(Location identification items)
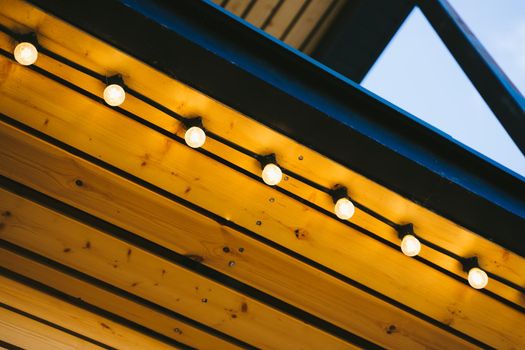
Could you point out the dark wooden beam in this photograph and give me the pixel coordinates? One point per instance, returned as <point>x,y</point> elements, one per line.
<point>503,98</point>
<point>257,75</point>
<point>359,34</point>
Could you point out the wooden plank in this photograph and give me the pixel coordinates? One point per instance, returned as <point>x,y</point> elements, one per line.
<point>283,17</point>
<point>318,198</point>
<point>41,305</point>
<point>121,306</point>
<point>260,12</point>
<point>318,32</point>
<point>142,273</point>
<point>335,247</point>
<point>382,200</point>
<point>232,125</point>
<point>53,172</point>
<point>237,7</point>
<point>306,22</point>
<point>236,127</point>
<point>27,333</point>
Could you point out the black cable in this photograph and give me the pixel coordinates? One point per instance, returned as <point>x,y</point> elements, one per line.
<point>224,222</point>
<point>228,143</point>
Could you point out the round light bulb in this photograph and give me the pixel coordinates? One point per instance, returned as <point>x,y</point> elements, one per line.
<point>477,278</point>
<point>195,137</point>
<point>344,208</point>
<point>26,53</point>
<point>410,245</point>
<point>272,174</point>
<point>114,95</point>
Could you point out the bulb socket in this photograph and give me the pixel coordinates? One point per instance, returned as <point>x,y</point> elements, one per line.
<point>403,230</point>
<point>191,122</point>
<point>338,192</point>
<point>28,37</point>
<point>469,263</point>
<point>115,79</point>
<point>267,159</point>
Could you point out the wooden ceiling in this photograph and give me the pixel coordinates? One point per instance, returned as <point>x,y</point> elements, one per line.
<point>115,234</point>
<point>298,23</point>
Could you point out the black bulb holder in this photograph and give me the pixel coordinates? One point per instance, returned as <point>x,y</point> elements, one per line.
<point>267,159</point>
<point>469,263</point>
<point>28,37</point>
<point>403,230</point>
<point>338,192</point>
<point>191,122</point>
<point>115,79</point>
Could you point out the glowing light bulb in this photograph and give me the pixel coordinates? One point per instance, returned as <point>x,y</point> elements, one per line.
<point>477,278</point>
<point>272,174</point>
<point>344,208</point>
<point>114,95</point>
<point>195,137</point>
<point>26,53</point>
<point>410,245</point>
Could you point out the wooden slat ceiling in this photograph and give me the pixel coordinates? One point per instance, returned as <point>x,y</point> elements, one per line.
<point>298,23</point>
<point>115,234</point>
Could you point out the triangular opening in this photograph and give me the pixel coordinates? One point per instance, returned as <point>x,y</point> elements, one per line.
<point>417,73</point>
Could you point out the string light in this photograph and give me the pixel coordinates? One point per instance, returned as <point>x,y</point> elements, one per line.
<point>477,278</point>
<point>195,135</point>
<point>114,93</point>
<point>26,52</point>
<point>410,245</point>
<point>271,173</point>
<point>344,208</point>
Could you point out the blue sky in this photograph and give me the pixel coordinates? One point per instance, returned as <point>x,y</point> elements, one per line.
<point>417,73</point>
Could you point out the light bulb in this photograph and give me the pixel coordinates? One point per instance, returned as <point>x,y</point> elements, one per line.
<point>272,174</point>
<point>344,208</point>
<point>26,53</point>
<point>195,137</point>
<point>410,245</point>
<point>114,95</point>
<point>477,278</point>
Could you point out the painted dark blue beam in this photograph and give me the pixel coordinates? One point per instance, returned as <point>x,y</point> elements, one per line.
<point>503,98</point>
<point>201,45</point>
<point>359,34</point>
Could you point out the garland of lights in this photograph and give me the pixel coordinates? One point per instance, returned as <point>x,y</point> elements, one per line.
<point>114,95</point>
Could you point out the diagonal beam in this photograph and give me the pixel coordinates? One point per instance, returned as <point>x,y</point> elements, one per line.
<point>503,98</point>
<point>359,34</point>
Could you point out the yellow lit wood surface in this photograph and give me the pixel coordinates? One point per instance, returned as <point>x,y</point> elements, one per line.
<point>127,267</point>
<point>26,333</point>
<point>103,133</point>
<point>53,172</point>
<point>26,299</point>
<point>137,313</point>
<point>239,129</point>
<point>175,167</point>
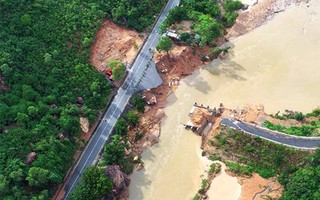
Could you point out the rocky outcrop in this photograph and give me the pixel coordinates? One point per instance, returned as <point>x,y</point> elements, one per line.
<point>120,181</point>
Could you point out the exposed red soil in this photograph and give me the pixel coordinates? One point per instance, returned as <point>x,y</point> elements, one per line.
<point>114,42</point>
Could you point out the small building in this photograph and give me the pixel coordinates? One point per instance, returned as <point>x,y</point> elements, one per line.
<point>199,118</point>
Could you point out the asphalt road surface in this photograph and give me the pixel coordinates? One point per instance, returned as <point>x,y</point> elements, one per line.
<point>105,127</point>
<point>273,136</point>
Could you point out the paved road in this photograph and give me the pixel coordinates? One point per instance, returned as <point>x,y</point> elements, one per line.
<point>274,136</point>
<point>104,129</point>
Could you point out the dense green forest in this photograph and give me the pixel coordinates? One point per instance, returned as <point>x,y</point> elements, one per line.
<point>44,61</point>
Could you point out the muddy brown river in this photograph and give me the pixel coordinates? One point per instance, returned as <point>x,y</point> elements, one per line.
<point>276,65</point>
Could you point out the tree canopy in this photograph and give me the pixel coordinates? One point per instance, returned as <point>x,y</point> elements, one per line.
<point>44,53</point>
<point>94,184</point>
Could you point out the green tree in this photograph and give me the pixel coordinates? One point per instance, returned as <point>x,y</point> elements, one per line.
<point>38,177</point>
<point>164,44</point>
<point>133,118</point>
<point>208,28</point>
<point>94,184</point>
<point>4,185</point>
<point>232,5</point>
<point>118,69</point>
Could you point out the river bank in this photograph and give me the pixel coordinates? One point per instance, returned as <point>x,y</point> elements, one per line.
<point>188,91</point>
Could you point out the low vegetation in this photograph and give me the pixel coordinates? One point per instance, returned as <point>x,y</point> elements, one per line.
<point>303,183</point>
<point>253,154</point>
<point>94,184</point>
<point>309,127</point>
<point>209,19</point>
<point>44,61</point>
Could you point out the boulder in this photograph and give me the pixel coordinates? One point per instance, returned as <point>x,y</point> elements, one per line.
<point>154,135</point>
<point>120,180</point>
<point>159,114</point>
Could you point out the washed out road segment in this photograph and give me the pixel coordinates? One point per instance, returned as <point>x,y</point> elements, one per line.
<point>104,129</point>
<point>298,142</point>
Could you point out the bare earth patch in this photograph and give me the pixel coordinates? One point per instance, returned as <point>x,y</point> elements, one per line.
<point>114,42</point>
<point>257,187</point>
<point>258,14</point>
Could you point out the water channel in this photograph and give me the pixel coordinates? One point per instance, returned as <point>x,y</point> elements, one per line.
<point>276,65</point>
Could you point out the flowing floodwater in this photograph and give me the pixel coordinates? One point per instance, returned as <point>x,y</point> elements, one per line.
<point>222,185</point>
<point>276,65</point>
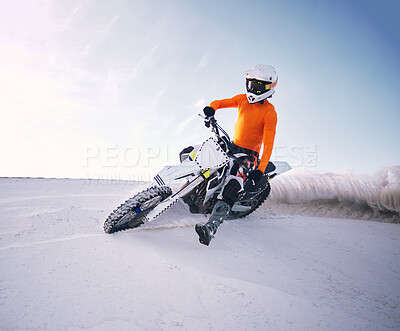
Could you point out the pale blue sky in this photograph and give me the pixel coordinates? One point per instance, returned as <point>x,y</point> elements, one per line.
<point>122,81</point>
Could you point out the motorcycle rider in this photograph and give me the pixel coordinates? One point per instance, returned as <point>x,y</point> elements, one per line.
<point>256,125</point>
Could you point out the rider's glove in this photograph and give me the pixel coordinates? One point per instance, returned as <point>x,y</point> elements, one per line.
<point>255,175</point>
<point>209,111</point>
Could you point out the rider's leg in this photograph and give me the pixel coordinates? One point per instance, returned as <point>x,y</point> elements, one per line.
<point>220,211</point>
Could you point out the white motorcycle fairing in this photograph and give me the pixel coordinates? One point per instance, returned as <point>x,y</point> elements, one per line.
<point>208,157</point>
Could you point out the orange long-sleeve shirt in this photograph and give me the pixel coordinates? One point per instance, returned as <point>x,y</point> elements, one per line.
<point>256,124</point>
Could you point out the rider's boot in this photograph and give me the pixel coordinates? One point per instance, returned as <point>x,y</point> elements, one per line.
<point>207,231</point>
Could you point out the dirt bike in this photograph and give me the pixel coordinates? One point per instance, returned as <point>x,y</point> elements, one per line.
<point>201,173</point>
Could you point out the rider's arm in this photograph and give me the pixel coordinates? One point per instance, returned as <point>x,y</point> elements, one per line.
<point>268,138</point>
<point>226,103</point>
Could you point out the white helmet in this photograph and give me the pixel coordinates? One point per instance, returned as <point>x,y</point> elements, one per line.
<point>260,82</point>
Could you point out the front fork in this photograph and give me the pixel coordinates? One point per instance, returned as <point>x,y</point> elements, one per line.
<point>181,193</point>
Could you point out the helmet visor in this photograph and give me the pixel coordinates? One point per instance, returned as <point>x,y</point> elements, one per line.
<point>258,87</point>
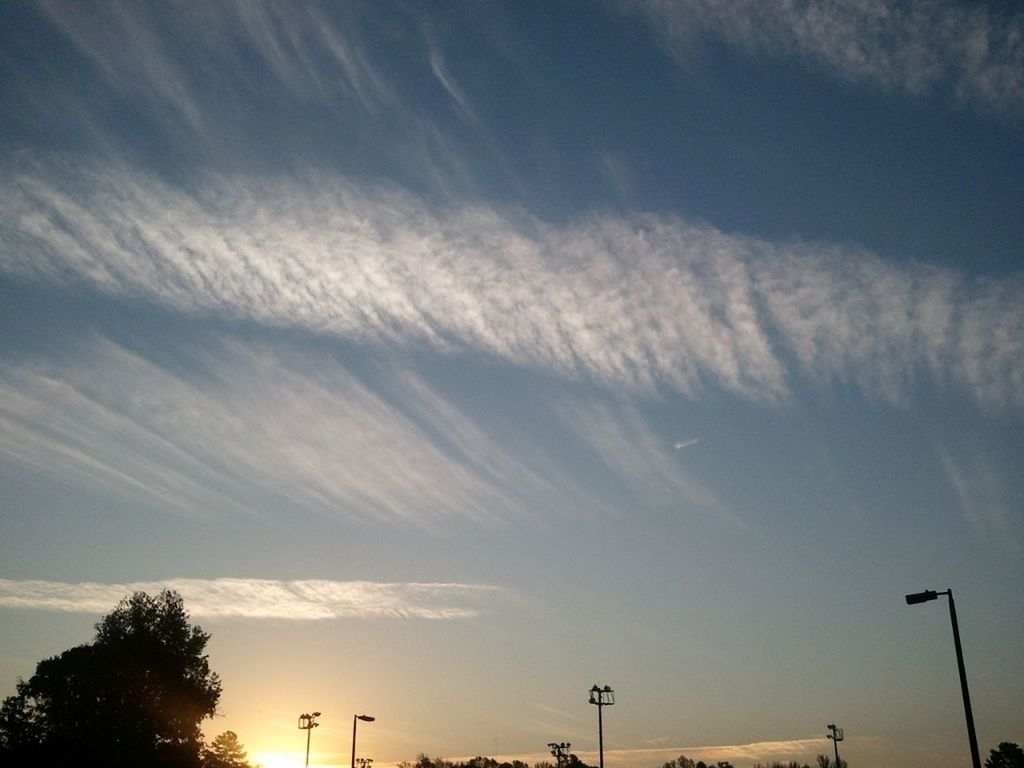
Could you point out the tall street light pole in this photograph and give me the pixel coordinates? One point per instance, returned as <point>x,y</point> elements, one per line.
<point>307,723</point>
<point>601,697</point>
<point>924,597</point>
<point>355,719</point>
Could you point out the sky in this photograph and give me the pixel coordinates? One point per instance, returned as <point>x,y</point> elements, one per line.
<point>452,357</point>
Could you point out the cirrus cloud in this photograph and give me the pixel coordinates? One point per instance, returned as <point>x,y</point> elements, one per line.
<point>643,302</point>
<point>263,598</point>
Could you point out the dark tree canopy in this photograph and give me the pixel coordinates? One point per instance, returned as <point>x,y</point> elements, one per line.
<point>1008,755</point>
<point>225,752</point>
<point>684,762</point>
<point>136,695</point>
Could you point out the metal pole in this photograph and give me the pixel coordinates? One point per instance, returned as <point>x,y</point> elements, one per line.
<point>971,735</point>
<point>354,718</point>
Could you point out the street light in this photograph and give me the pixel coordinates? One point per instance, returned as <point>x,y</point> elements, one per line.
<point>601,697</point>
<point>355,719</point>
<point>307,723</point>
<point>560,752</point>
<point>836,736</point>
<point>924,597</point>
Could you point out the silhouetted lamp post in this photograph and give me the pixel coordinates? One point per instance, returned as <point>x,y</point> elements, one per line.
<point>307,723</point>
<point>355,719</point>
<point>924,597</point>
<point>836,736</point>
<point>601,697</point>
<point>560,752</point>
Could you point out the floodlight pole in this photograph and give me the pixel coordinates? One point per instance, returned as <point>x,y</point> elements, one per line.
<point>560,752</point>
<point>601,697</point>
<point>836,736</point>
<point>355,719</point>
<point>927,595</point>
<point>307,723</point>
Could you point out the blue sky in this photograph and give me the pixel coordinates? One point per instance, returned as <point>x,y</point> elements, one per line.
<point>452,357</point>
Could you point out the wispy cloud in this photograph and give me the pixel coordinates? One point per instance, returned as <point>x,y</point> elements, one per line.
<point>261,598</point>
<point>974,51</point>
<point>983,498</point>
<point>232,429</point>
<point>644,302</point>
<point>623,440</point>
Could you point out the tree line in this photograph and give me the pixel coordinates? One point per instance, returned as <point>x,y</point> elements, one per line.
<point>137,694</point>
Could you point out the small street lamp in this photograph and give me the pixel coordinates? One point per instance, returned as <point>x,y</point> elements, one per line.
<point>927,596</point>
<point>307,723</point>
<point>601,697</point>
<point>560,752</point>
<point>836,736</point>
<point>355,719</point>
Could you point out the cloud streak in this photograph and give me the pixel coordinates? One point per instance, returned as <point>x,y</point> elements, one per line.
<point>644,302</point>
<point>231,434</point>
<point>262,598</point>
<point>975,52</point>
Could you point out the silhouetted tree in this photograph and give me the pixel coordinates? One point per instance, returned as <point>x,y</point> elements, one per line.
<point>1008,755</point>
<point>681,762</point>
<point>135,696</point>
<point>225,752</point>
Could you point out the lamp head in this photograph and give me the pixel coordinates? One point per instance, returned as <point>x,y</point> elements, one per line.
<point>922,597</point>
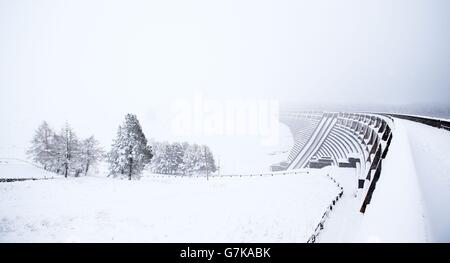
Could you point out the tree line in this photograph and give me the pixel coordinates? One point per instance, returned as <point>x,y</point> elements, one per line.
<point>130,153</point>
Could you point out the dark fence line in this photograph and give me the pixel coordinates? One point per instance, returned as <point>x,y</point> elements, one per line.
<point>441,124</point>
<point>321,225</point>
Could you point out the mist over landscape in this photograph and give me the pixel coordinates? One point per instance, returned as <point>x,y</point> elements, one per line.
<point>284,109</point>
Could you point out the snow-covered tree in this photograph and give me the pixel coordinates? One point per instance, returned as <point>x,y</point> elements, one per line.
<point>90,154</point>
<point>191,159</point>
<point>69,151</point>
<point>175,156</point>
<point>42,146</point>
<point>130,151</point>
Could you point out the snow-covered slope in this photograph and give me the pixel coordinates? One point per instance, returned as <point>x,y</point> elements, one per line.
<point>410,203</point>
<point>431,154</point>
<point>12,168</point>
<point>251,209</point>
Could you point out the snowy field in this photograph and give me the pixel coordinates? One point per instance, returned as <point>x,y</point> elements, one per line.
<point>412,197</point>
<point>96,209</point>
<point>20,169</point>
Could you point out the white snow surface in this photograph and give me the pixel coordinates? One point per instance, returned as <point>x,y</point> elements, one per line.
<point>19,169</point>
<point>96,209</point>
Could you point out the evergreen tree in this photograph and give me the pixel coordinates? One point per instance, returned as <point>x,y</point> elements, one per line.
<point>130,151</point>
<point>69,151</point>
<point>42,146</point>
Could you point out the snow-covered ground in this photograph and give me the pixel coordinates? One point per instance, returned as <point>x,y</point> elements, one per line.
<point>410,203</point>
<point>20,169</point>
<point>97,209</point>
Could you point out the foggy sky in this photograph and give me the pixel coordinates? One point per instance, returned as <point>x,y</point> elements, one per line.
<point>90,62</point>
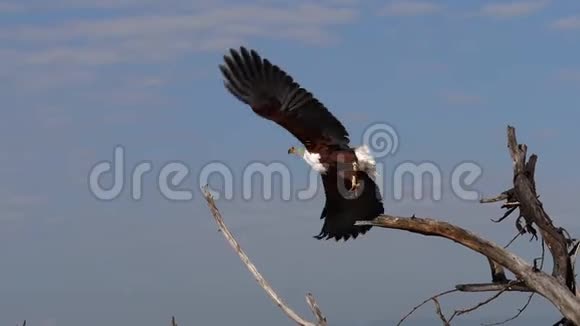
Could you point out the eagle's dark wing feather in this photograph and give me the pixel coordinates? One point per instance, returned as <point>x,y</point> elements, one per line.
<point>340,213</point>
<point>274,95</point>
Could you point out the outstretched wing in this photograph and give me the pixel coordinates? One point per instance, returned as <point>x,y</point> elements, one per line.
<point>274,95</point>
<point>340,212</point>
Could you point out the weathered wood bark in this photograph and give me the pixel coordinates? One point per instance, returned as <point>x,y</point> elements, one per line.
<point>559,287</point>
<point>320,318</point>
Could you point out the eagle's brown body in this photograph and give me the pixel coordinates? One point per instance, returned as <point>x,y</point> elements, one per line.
<point>351,193</point>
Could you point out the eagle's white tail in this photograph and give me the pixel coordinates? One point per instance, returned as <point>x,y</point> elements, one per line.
<point>366,160</point>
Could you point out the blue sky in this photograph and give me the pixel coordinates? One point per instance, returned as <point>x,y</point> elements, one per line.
<point>80,77</point>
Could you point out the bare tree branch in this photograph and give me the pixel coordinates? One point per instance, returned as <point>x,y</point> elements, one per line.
<point>520,311</point>
<point>440,313</point>
<point>532,210</point>
<point>460,312</point>
<point>493,287</point>
<point>321,320</point>
<point>544,284</point>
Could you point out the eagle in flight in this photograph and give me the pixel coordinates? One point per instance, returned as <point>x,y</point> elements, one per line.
<point>347,173</point>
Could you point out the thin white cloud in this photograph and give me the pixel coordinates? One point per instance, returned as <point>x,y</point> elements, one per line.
<point>148,38</point>
<point>512,9</point>
<point>9,7</point>
<point>567,23</point>
<point>410,8</point>
<point>461,98</point>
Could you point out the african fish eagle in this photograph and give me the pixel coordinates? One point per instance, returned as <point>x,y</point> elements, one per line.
<point>347,173</point>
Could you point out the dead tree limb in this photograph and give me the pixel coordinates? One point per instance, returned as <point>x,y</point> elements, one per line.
<point>321,319</point>
<point>559,287</point>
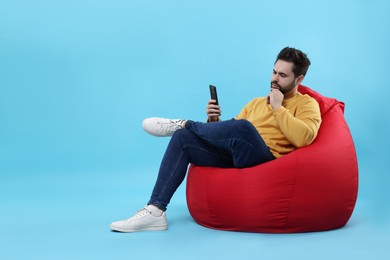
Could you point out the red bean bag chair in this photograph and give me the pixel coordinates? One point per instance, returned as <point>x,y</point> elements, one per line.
<point>313,188</point>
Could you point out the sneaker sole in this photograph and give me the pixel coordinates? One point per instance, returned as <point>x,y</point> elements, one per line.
<point>128,230</point>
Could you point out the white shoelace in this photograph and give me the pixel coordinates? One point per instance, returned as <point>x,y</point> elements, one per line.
<point>170,126</point>
<point>143,212</point>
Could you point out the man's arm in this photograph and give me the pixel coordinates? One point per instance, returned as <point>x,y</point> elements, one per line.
<point>301,129</point>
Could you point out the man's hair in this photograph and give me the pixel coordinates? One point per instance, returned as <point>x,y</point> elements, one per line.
<point>300,60</point>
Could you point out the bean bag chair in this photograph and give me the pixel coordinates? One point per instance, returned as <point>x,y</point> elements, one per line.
<point>313,188</point>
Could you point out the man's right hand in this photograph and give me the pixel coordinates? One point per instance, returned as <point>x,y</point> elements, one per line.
<point>213,111</point>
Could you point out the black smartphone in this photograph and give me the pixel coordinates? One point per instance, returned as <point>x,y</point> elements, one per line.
<point>213,93</point>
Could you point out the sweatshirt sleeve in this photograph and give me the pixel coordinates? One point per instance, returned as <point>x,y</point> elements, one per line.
<point>300,129</point>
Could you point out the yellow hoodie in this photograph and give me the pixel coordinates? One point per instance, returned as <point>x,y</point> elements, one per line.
<point>295,124</point>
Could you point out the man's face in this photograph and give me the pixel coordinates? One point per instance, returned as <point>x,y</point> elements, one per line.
<point>283,77</point>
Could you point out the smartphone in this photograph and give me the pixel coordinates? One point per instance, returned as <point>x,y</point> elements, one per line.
<point>213,93</point>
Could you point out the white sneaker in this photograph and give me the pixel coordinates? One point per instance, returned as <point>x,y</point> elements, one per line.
<point>158,126</point>
<point>149,218</point>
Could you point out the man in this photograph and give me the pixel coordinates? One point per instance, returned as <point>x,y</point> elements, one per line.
<point>265,129</point>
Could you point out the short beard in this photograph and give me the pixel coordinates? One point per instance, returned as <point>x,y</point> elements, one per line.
<point>284,90</point>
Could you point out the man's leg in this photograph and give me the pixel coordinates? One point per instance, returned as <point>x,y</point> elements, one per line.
<point>184,148</point>
<point>239,138</point>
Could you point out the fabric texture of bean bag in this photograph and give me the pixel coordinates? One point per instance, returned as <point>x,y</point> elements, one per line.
<point>313,188</point>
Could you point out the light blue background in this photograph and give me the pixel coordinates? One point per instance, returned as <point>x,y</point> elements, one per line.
<point>77,78</point>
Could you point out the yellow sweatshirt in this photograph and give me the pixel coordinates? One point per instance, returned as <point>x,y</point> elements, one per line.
<point>295,124</point>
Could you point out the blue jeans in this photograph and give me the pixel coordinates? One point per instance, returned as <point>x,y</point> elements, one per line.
<point>225,144</point>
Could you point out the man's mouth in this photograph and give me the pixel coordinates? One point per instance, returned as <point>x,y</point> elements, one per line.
<point>275,86</point>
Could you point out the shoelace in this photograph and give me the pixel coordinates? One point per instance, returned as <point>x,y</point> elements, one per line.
<point>172,125</point>
<point>143,212</point>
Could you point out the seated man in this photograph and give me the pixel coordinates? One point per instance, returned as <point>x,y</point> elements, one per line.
<point>265,129</point>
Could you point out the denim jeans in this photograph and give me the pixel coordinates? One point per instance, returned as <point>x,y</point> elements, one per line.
<point>225,144</point>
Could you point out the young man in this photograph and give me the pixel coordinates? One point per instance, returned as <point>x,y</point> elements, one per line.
<point>265,129</point>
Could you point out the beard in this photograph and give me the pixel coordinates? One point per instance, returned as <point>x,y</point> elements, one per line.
<point>283,89</point>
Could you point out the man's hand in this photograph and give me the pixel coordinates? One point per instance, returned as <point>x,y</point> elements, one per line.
<point>213,111</point>
<point>275,98</point>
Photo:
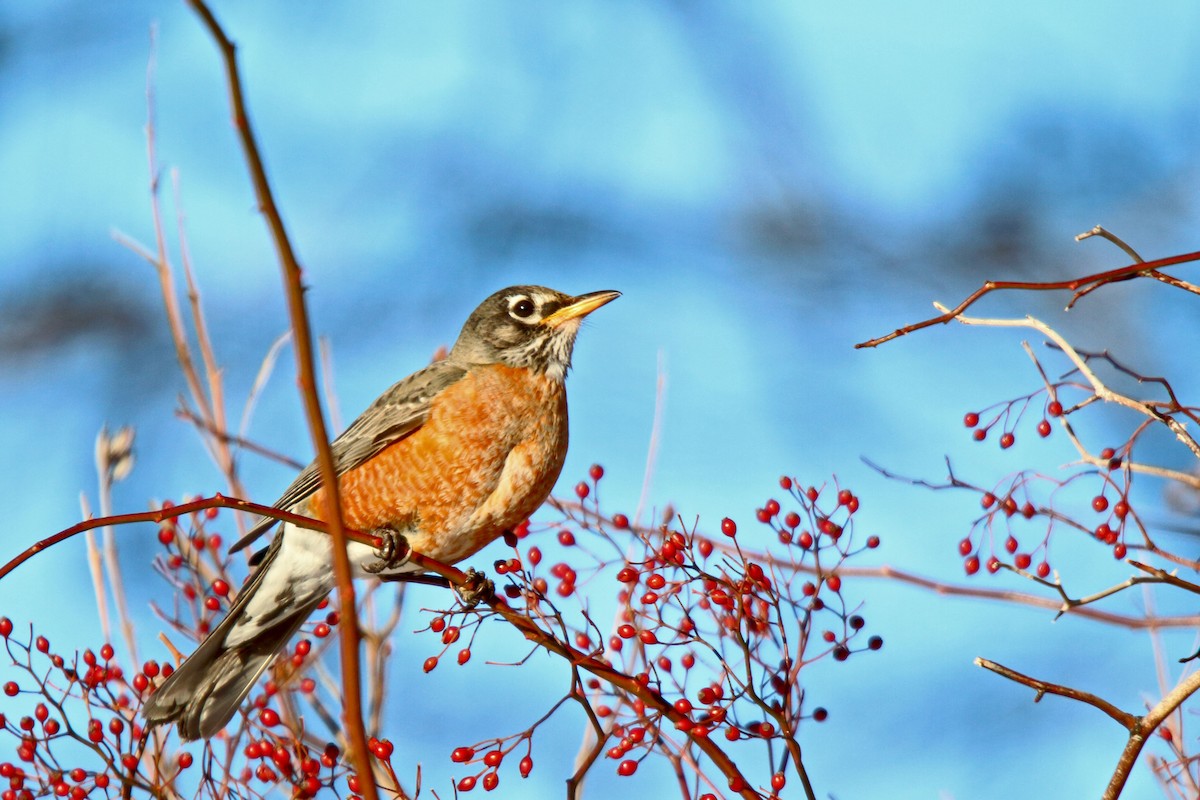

■ TASK DETAILS ■
Convert the part of the material that opens with the line containing "Could you point out the dirt" and closes with the line containing "<point>201,173</point>" into a two-column CSV with the headers label_text and coordinates. Give one row for each text and its answer, put every field in quotes, and replace any line breaks with spaces.

■ WORKED SOLUTION ■
label_text,coordinates
"Could you point out the dirt bike in this photograph and give me the pixel coordinates? One point per instance, returned as <point>x,y</point> elements, one per line.","<point>201,173</point>"